#### Ausgewählter Textauszug

Westbindung, Bekenntnis zur Marktwirtschaft, Kampf für Meinungsfreiheit und Gleichberechtigung war auch den Nachkriegsjournalistinnen nicht selbstverständlich. Immerhin lag der Karrierebeginn bei vielen von ihnen nicht im freien Deutschland, sondern in der Nazizeit. Etwa beim Reich, einer Wochenzeitung, die von Joseph Goebbels mit der propagandistischen Absicht gegründet worden war, die braune Bewegung vom Mief des Völkischen Beobachters zu befreien, ihr einen intellektuell salonfähigen Anstrich zu geben, sie im Ausland hoffähig zu machen. Dazu brauchte man kluge Köpfe. Und weil viele Männer an der Front waren, wurde dies zu einer Chance für den Berufseinstieg vieler Frauen, die das intellektuell anregende Klima in der Redaktion des Reichs goutierten und im Nachhinein als Beleg ihrer Systemdistanz interpretierten.

Es mag paradox klingen. Doch gerade die Erfahrung des Krieges – ob schon als Journalistin oder nicht – stärkte das Selbstverständnis dieser jungen Frauen. Nach dem Krieg waren sie nicht mehr bereit, sich der Dominanz der Männer widerspruchslos unterzuordnen. Die als Verlierer Heimgekehrten hatten das Recht verwirkt, den Ton anzugeben. Der Soziologe Heinz Bude teilt die Gruppe der Nachkriegsfrauen ein in die »Enttäuschten« und die »Rebellischen«. Die Pionierinnen des Journalismus zählten gewiss eher zur zweiten Gruppe, was nicht bedeutet, dass der Alltag der Geschlechterbeziehung nicht eine ständige Herausforderung war und Kompromisse erforderte. Aber ist das nicht immer so?

Gewiss teilten auch die Journalistinnen in den späten vierziger und frühen fünfziger Jahren das Gefühl der »Opfergemeinschaft« der Deutschen, quasi die Fortsetzung der von den Nazis verordneten Volksgemeinschaft: Man verstand sich als Opfer der Hitlerherrschaft und meinte, nun sei man abermals Opfer einer Siegerherrschaft und unnötiger fremdbestimmter Umerziehungsprogramme der Alliierten. Wir werden das am Beispiel der Gräfin Dönhoff und Margret Boveris ausführlich beschreiben.

Die Deutschen erlebten sich zwar nach 1945 als Opfer der Alliierten. Aber die schlimmsten Erfahrungen wollten sie (noch) nicht hören. Das Buch Eine Frau in Berlin, 1959 anonym auf Deutsch veröffentlicht, schildert brutale Vergewaltigungen durch die Sieger und wurde so verrissen, dass es zurückgezogen wurde. Die Autorin war Marta Hillers. Sie stammte ursprünglich aus Krefeld, hatte in Paris studiert und war 1934 nach Berlin gezogen, um als freie Autorin für verschiedene Zeitungen und Zeitschriften zu arbeiten. Ihre Erinnerungen an die letzten Kriegs- und ersten Nachkriegswochen wurden zuerst in andere Sprachen übersetzt. Nachdem die deutsche Fassung auf derart große Ablehnung gestoßen war, untersagte Marta Hillers jede weitere Veröffentlichung zu ihren Lebzeiten. Erst 2003, nach ihrem Tod, wurde eine neue Ausgabe in Deutschland veröffentlicht und ihre Identität enthüllt. Die Verfilmung mit Nina Hoss war ein großer Erfolg.

########
#### Bereitgestellte Daten

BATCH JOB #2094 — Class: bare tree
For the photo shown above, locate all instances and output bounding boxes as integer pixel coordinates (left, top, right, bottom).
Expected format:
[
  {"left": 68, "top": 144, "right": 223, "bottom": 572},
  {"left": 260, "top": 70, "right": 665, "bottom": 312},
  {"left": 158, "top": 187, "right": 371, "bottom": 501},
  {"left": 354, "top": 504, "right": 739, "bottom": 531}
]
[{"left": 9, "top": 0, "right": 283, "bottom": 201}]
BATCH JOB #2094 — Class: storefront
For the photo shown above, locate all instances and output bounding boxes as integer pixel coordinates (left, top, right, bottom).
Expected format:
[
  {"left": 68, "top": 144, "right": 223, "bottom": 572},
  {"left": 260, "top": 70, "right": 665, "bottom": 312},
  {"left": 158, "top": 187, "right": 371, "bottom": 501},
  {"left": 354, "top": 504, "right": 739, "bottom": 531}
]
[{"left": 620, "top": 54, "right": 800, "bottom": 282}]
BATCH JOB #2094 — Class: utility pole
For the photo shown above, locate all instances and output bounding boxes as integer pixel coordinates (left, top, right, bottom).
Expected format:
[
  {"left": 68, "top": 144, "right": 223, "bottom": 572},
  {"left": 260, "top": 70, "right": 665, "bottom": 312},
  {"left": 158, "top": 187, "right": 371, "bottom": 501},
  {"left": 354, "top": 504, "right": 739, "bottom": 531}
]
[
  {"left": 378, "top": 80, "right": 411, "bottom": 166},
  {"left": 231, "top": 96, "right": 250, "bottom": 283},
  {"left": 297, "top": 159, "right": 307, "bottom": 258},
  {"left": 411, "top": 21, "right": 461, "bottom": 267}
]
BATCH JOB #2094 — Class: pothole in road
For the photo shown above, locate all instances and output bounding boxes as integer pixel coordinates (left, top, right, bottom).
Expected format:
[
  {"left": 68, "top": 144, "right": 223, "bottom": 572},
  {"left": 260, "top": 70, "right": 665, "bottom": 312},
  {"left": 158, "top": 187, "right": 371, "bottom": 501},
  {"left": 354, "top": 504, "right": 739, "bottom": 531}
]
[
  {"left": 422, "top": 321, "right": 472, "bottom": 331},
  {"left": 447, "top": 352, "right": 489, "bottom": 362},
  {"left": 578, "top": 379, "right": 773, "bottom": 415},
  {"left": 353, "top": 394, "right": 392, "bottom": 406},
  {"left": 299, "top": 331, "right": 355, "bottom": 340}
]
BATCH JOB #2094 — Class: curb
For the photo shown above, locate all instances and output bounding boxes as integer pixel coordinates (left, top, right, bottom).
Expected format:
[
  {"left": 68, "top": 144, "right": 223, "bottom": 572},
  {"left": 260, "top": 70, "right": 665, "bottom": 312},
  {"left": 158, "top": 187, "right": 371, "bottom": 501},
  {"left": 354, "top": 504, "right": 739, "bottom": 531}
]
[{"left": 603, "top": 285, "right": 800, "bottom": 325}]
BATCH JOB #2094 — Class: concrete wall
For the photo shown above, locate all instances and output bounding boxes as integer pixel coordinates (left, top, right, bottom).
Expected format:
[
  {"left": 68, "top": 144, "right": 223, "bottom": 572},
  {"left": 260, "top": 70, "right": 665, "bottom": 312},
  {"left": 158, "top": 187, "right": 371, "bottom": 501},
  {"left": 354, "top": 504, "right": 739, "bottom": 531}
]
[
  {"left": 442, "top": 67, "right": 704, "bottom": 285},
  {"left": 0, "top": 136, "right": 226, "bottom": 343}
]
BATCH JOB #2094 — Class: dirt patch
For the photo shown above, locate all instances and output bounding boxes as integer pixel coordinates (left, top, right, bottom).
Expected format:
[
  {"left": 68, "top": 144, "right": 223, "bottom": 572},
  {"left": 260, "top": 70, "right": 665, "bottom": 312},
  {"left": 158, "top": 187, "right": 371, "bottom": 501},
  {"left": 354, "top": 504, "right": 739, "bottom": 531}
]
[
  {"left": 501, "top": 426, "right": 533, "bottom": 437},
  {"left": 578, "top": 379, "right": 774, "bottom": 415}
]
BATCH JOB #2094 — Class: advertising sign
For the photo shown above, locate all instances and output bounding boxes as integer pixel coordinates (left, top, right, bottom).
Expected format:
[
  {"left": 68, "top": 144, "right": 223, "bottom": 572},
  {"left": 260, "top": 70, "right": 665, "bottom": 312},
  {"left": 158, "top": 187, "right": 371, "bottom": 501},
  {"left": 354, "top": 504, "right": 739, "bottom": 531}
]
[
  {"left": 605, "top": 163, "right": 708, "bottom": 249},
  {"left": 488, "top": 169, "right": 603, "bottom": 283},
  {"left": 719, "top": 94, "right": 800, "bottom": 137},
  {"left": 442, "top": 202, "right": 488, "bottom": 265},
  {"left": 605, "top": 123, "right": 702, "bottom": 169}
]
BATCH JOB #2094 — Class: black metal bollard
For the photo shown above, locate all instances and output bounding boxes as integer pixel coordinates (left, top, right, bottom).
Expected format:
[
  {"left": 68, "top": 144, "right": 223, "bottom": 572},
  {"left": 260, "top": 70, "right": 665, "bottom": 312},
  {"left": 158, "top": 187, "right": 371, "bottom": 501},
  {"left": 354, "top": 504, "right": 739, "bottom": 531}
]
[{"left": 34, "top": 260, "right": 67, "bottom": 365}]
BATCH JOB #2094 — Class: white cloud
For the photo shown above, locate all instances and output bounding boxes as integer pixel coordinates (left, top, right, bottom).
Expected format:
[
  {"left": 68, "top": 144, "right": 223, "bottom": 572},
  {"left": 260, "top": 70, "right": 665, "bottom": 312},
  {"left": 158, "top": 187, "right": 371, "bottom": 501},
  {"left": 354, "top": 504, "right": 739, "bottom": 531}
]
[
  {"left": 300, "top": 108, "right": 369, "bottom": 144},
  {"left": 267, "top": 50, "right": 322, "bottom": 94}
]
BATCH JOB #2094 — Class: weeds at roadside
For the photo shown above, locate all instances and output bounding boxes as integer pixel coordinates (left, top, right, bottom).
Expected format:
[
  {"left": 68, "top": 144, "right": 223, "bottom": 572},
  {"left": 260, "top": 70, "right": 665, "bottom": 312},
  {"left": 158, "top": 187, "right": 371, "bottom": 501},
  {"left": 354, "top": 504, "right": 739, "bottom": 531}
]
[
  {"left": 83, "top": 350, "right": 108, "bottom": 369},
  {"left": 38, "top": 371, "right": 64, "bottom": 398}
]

########

Aufgabenstellung:
Beantworte diese Fragen zum Textauszug über Nachkriegsjournalistinnen, jede Antwort in einer eigenen nummerierten Zeile:
1. Wer gründete die Wochenzeitung Das Reich?
2. In welche zwei Gruppen teilt der Soziologe Heinz Bude die Nachkriegsfrauen ein?
3. In welchem Jahr erschien in Deutschland eine neue Ausgabe von Eine Frau in Berlin?

Lösung:
1. Joseph Goebbels
2. In die »Enttäuschten« und die »Rebellischen«
3. 2003